Decide whether each statement agrees with the passage on semaphores in Go: (a) the semaphore pattern was first devised for Go, (b) unbounded goroutines can lead to goroutine leaks, (c) the example web server limits how many files it processes at once. Answer yes or no for each and quote the passage's deciding words.

* Begin SOURCE EXTRACT *

Semaphore is a concurrency pattern that has existed long before Go did, but is exceptionally easy to implement with Go’s channels.
There are many use cases for semaphores in computer science, but one of the most practical in Go is limiting the number of goroutines your program spawns.
Goroutines are cheap but not free. Unbounded goroutines can lead to degraded performance due to CPU contention, runaway memory usage (heap and stack), and even goroutine leaks — where goroutines silently keep running forever.
Example:
The following code snippet was adapted from go-chi: https://github.com/go-chi/chi. It creates a simple web server with one http endpoint to process large files provided as multipart requests, and uses a semaphore to limit global concurrency, ensuring the service never processes more than a fixed number of files at once — regardless of how many users hit the endpoint.

* End SOURCE EXTRACT *
* Begin EXTRACTED MATERIAL *

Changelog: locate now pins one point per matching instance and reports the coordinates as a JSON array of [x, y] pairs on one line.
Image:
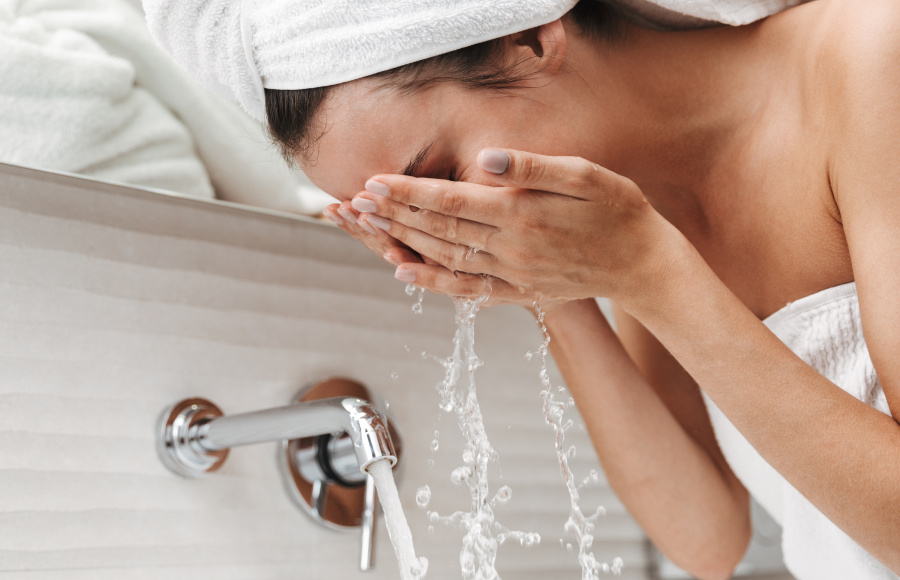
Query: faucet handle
[[369, 522]]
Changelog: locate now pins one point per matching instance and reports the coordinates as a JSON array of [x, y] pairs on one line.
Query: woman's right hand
[[377, 240]]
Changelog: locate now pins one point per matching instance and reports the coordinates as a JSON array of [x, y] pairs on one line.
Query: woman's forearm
[[667, 480], [843, 455]]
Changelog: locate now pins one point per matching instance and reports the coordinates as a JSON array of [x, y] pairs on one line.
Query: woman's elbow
[[718, 559]]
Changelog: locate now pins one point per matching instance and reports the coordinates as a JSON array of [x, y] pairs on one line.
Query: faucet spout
[[195, 435], [360, 419]]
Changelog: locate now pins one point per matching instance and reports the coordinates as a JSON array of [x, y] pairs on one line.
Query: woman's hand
[[375, 239], [553, 230]]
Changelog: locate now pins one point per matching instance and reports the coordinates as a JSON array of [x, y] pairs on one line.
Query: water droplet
[[502, 496], [423, 496], [419, 568], [460, 474]]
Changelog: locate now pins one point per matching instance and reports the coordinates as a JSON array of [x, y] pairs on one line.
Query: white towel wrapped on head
[[241, 47]]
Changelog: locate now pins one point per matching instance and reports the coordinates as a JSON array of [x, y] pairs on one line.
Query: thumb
[[571, 176]]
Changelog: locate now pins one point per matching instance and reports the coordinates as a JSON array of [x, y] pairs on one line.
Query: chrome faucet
[[326, 442]]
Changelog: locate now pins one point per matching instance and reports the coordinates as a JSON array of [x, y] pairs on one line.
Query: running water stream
[[411, 568], [483, 534], [578, 523]]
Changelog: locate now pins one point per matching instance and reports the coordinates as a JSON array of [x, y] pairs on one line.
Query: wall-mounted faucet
[[330, 436]]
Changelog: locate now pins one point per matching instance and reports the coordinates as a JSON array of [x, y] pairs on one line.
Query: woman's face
[[432, 132]]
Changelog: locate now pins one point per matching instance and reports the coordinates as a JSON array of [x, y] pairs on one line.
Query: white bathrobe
[[84, 89]]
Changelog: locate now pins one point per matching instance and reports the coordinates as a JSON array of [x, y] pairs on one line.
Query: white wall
[[115, 303]]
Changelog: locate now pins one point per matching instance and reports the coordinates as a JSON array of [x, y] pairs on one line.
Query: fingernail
[[366, 227], [494, 161], [378, 188], [380, 222], [366, 205], [405, 275]]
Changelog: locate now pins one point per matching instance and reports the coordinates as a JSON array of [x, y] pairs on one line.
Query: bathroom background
[[130, 287]]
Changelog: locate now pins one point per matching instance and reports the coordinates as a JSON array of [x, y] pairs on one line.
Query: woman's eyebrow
[[416, 162]]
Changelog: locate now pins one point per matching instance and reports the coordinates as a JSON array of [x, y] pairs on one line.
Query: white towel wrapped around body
[[825, 330], [86, 90]]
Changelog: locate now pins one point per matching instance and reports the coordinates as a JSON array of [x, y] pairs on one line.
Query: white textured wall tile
[[116, 303]]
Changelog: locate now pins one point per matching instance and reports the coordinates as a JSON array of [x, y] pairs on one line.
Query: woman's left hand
[[553, 229]]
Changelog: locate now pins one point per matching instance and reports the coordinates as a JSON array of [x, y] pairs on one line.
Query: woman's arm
[[651, 431], [597, 236]]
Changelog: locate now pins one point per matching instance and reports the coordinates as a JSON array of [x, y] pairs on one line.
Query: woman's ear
[[546, 44]]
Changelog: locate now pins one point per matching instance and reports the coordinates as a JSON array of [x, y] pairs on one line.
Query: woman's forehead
[[368, 132]]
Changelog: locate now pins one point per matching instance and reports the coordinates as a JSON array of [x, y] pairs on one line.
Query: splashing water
[[578, 523], [411, 568], [483, 535], [423, 496]]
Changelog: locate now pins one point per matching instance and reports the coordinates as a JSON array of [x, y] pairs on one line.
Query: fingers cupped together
[[385, 211], [389, 248]]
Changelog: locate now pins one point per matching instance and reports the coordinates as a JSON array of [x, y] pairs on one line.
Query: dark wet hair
[[292, 114]]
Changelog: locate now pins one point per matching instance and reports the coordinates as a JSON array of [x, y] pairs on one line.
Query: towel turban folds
[[240, 47]]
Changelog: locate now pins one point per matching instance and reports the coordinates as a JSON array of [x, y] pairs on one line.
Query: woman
[[701, 180]]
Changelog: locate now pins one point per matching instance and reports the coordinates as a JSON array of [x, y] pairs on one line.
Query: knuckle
[[531, 168], [451, 204], [446, 256], [584, 176]]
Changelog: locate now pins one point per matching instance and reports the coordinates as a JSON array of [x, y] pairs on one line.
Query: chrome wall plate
[[331, 490]]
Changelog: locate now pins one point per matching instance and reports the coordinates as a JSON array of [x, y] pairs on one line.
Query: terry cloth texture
[[86, 90], [825, 330]]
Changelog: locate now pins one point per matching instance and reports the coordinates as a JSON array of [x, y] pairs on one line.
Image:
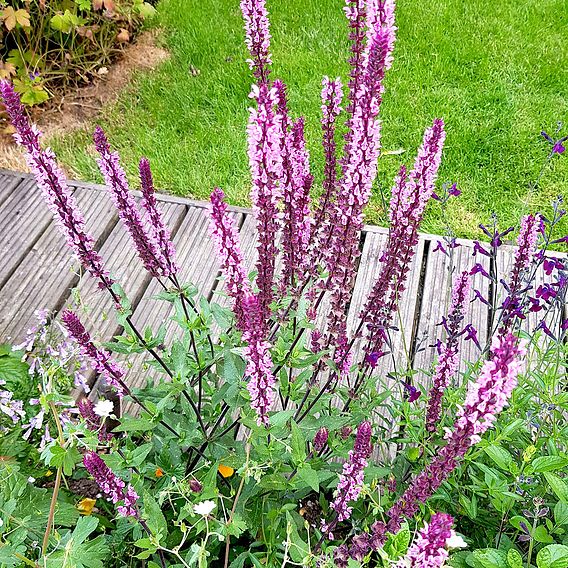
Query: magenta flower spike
[[410, 194], [485, 398], [226, 238], [159, 231], [265, 160], [100, 359], [53, 185], [359, 165], [261, 381], [352, 476], [148, 250], [112, 485], [448, 361], [257, 38], [430, 547], [513, 306]]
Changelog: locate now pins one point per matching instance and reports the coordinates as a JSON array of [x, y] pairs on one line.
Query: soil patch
[[79, 106]]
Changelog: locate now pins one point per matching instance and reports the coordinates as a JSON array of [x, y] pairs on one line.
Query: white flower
[[456, 541], [204, 508], [104, 408]]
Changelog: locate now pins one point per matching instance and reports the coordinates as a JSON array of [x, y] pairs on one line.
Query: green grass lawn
[[497, 72]]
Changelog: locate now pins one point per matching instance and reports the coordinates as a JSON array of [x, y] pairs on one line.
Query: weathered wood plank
[[23, 218], [45, 276]]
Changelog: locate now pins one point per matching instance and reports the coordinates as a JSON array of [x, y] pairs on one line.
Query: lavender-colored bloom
[[226, 237], [92, 420], [429, 549], [257, 37], [53, 184], [112, 485], [352, 476], [320, 439], [331, 96], [448, 361], [160, 232], [261, 381], [100, 359], [148, 250], [265, 160], [359, 165], [485, 398], [410, 195]]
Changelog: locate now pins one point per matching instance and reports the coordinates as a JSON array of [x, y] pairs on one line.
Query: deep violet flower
[[410, 194], [448, 361], [430, 547], [226, 237], [53, 185], [148, 250], [320, 439], [112, 485], [513, 307], [160, 232], [258, 371], [352, 476], [257, 38], [265, 160], [100, 359]]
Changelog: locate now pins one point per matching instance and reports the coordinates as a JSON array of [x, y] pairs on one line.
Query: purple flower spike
[[352, 476], [484, 400], [160, 232], [226, 237], [259, 363], [100, 359], [429, 549], [115, 179], [265, 160], [257, 38], [53, 185], [448, 362], [112, 485], [320, 439]]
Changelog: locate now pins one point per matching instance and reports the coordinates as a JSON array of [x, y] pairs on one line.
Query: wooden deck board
[[45, 276], [36, 270]]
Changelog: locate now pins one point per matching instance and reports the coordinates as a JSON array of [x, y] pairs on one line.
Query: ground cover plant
[[498, 77], [48, 46], [273, 435]]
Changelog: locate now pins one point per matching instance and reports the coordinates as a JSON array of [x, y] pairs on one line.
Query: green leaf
[[558, 486], [553, 556], [514, 559], [491, 558], [561, 513], [309, 476], [548, 463], [298, 444], [154, 516]]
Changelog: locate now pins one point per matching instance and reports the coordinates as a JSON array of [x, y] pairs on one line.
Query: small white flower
[[204, 508], [456, 541], [104, 408]]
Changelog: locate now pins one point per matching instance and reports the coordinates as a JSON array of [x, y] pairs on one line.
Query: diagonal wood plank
[[45, 276], [23, 218]]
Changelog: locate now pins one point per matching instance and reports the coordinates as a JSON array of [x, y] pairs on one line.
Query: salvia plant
[[272, 431]]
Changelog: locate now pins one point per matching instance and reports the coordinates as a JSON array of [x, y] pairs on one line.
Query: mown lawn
[[497, 72]]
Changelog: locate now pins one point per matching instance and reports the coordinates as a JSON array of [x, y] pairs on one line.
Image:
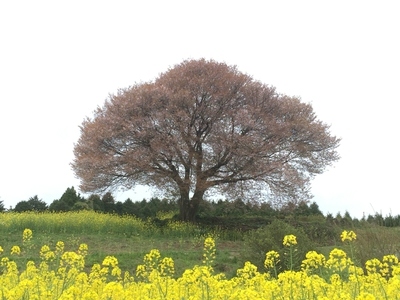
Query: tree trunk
[[188, 207]]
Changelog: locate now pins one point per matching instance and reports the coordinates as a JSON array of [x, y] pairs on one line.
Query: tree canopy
[[204, 126]]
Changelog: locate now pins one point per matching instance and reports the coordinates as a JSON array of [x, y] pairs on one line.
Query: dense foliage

* End EXTRACTED MATERIAL *

* [WRITTEN RESPONSE]
(a) No: "Semaphore is a concurrency pattern that has existed long before Go did"
(b) Yes: "Unbounded goroutines can lead to degraded performance due to CPU contention, runaway memory usage (heap and stack), and even goroutine leaks"
(c) Yes: "ensuring the service never processes more than a fixed number of files at once"